Region labeling records:

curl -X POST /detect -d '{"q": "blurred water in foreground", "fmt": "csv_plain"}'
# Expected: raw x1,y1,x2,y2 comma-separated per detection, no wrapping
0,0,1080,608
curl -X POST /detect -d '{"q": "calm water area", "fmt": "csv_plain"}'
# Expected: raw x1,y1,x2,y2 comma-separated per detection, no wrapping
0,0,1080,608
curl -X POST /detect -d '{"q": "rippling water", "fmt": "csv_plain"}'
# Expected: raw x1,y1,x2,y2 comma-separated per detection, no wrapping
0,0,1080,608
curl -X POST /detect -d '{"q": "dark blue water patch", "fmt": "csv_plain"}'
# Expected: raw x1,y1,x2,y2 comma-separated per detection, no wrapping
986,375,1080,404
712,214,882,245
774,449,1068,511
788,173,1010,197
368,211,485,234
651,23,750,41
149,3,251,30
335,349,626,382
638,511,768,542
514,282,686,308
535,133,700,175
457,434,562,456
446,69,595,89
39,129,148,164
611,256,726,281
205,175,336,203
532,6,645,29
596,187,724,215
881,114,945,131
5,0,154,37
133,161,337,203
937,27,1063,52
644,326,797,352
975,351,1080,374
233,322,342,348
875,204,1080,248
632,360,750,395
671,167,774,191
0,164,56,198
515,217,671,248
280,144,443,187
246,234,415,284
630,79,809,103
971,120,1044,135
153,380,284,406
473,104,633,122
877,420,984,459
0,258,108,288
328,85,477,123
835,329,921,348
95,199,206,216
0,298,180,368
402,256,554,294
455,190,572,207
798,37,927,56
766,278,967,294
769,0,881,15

TASK BRIEF
Find every line in the data above that contains the string "water", and copy each of those lines. Matching is case-sensitive.

EXERCISE ANSWER
curl -X POST /detect -d '{"q": "blurred water in foreground", "fmt": "csv_plain"}'
curl -X POST /detect -d '{"q": "calm water area", "fmt": "csv_plain"}'
curl -X POST /detect -d '{"q": "rippling water", "fmt": "csv_plain"}'
curl -X POST /detect -d '{"q": "dark blue water patch", "fmt": "csv_plain"}'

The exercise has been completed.